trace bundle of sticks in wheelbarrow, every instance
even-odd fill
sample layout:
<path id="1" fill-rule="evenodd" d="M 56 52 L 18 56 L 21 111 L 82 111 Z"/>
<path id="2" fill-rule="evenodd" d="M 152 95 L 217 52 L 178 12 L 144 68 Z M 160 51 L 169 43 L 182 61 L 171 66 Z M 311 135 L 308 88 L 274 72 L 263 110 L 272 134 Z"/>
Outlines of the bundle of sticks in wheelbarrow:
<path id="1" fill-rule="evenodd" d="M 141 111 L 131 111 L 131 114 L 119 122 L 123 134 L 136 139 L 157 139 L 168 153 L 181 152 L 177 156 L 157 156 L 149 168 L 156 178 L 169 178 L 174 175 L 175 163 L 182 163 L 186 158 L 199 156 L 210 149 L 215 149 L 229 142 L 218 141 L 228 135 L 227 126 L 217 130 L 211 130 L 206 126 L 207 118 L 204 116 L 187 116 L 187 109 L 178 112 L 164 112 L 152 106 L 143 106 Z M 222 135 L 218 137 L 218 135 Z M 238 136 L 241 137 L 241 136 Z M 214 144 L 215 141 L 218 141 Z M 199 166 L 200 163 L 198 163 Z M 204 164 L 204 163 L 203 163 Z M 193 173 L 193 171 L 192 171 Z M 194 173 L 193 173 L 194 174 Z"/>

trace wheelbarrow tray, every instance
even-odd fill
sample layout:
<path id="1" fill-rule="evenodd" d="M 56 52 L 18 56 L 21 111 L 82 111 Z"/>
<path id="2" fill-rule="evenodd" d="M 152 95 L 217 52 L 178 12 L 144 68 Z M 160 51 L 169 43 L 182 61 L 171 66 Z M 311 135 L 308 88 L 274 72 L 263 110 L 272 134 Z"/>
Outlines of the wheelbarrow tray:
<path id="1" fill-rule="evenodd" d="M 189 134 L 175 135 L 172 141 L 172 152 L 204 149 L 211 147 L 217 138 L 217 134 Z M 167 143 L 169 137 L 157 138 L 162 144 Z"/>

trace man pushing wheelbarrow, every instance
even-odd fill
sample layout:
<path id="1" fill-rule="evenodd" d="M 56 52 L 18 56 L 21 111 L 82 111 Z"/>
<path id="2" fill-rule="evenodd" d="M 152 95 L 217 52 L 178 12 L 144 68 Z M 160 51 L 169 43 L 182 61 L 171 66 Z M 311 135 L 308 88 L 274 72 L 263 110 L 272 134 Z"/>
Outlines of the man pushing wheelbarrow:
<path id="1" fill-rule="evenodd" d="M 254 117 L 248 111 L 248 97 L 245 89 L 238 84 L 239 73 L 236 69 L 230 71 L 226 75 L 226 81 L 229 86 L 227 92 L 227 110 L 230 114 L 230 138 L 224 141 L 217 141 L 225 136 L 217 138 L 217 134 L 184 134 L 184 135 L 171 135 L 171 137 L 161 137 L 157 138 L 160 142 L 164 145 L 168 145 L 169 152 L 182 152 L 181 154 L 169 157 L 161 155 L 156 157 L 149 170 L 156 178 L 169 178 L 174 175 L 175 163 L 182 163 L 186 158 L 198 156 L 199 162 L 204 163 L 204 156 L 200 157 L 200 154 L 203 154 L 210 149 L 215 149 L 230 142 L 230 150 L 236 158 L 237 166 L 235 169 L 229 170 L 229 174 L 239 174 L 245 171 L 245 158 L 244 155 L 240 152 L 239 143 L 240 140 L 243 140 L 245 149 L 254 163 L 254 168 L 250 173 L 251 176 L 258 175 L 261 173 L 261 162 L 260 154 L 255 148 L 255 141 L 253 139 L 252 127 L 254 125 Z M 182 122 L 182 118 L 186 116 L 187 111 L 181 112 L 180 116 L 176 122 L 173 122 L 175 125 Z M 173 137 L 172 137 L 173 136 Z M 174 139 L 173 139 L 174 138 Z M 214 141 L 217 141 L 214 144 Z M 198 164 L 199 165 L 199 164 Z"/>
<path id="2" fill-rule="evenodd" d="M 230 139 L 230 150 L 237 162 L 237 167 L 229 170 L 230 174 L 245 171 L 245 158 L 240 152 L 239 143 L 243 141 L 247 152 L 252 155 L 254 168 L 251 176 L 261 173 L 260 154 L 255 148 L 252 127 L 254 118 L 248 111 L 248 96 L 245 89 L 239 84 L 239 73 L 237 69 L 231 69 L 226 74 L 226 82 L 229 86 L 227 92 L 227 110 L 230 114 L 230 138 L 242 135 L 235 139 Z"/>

=-=-=-=-=

> **THE EXERCISE**
Rewrite every line of the records above as a numbered list, leaving out the blank lines.

> **RIGHT ANSWER**
1. trace bundle of sticks in wheelbarrow, every instance
2. even-odd fill
3. sample layout:
4. <path id="1" fill-rule="evenodd" d="M 56 52 L 18 56 L 21 111 L 82 111 Z"/>
5. <path id="2" fill-rule="evenodd" d="M 152 95 L 217 52 L 178 12 L 144 68 Z M 160 51 L 169 43 L 182 61 L 171 66 Z M 311 135 L 308 88 L 274 72 L 263 110 L 272 134 Z"/>
6. Outlines of the bundle of sticks in wheelbarrow:
7. <path id="1" fill-rule="evenodd" d="M 141 111 L 131 111 L 131 114 L 119 122 L 123 134 L 136 139 L 157 139 L 168 153 L 181 152 L 177 156 L 157 156 L 149 168 L 156 178 L 169 178 L 174 175 L 175 163 L 182 163 L 186 158 L 199 156 L 210 149 L 215 149 L 229 142 L 218 141 L 228 135 L 227 126 L 217 130 L 211 130 L 206 126 L 207 118 L 204 116 L 187 116 L 187 109 L 178 112 L 164 112 L 152 106 L 143 106 Z M 222 135 L 218 137 L 218 135 Z M 238 136 L 241 137 L 241 136 Z M 214 144 L 215 141 L 218 141 Z M 199 166 L 200 163 L 198 163 Z M 204 164 L 204 163 L 203 163 Z M 193 173 L 193 171 L 192 171 Z M 194 173 L 193 173 L 194 174 Z"/>
8. trace wheelbarrow tray, every instance
9. even-odd fill
10. sample layout:
11. <path id="1" fill-rule="evenodd" d="M 56 52 L 18 56 L 21 111 L 82 111 Z"/>
12. <path id="2" fill-rule="evenodd" d="M 152 95 L 217 52 L 178 12 L 144 68 Z M 160 51 L 169 43 L 182 61 L 171 66 Z M 311 135 L 308 88 L 274 72 L 263 110 L 272 134 Z"/>
13. Outlines of the wheelbarrow tray:
14. <path id="1" fill-rule="evenodd" d="M 189 134 L 175 135 L 172 141 L 172 152 L 204 149 L 211 147 L 217 138 L 217 134 Z M 167 143 L 169 137 L 157 138 L 162 144 Z"/>
15. trace man pushing wheelbarrow, every instance
16. even-odd fill
17. sample layout:
18. <path id="1" fill-rule="evenodd" d="M 56 52 L 18 56 L 21 111 L 82 111 Z"/>
19. <path id="2" fill-rule="evenodd" d="M 152 95 L 217 52 L 178 12 L 144 68 Z M 160 51 L 169 43 L 182 61 L 171 66 Z M 311 135 L 308 88 L 274 72 L 263 110 L 272 134 Z"/>
20. Outlines of the man pushing wheelbarrow:
21. <path id="1" fill-rule="evenodd" d="M 254 117 L 248 111 L 248 97 L 245 89 L 238 84 L 239 73 L 236 69 L 230 71 L 226 75 L 226 81 L 229 86 L 227 92 L 227 110 L 230 114 L 230 138 L 224 141 L 217 141 L 225 136 L 217 138 L 217 134 L 184 134 L 184 135 L 171 135 L 171 137 L 161 137 L 157 138 L 160 142 L 164 145 L 168 145 L 169 152 L 182 152 L 181 154 L 169 157 L 161 155 L 156 157 L 149 170 L 156 178 L 169 178 L 174 175 L 175 163 L 182 163 L 186 158 L 198 156 L 199 162 L 204 163 L 204 156 L 200 157 L 200 154 L 203 154 L 210 149 L 215 149 L 230 142 L 230 150 L 236 158 L 237 166 L 235 169 L 229 170 L 229 174 L 239 174 L 245 171 L 245 158 L 244 155 L 240 152 L 239 143 L 240 140 L 243 140 L 245 149 L 254 163 L 254 168 L 250 173 L 251 176 L 258 175 L 261 173 L 261 162 L 260 154 L 255 148 L 255 141 L 253 139 L 252 127 L 254 125 Z M 182 122 L 182 118 L 186 116 L 187 111 L 181 112 L 180 116 L 176 122 L 173 122 L 175 125 Z M 173 137 L 172 137 L 173 136 Z M 174 139 L 173 139 L 174 138 Z M 214 141 L 217 141 L 214 144 Z M 198 164 L 199 165 L 199 164 Z"/>
22. <path id="2" fill-rule="evenodd" d="M 230 139 L 230 150 L 237 162 L 237 167 L 229 170 L 230 174 L 245 171 L 245 158 L 240 152 L 239 143 L 243 141 L 247 152 L 252 155 L 254 168 L 251 176 L 261 173 L 260 154 L 255 148 L 252 127 L 254 118 L 248 111 L 248 96 L 245 89 L 239 84 L 239 73 L 237 69 L 231 69 L 226 74 L 226 82 L 229 86 L 227 92 L 227 110 L 230 114 L 230 138 L 242 135 L 235 139 Z"/>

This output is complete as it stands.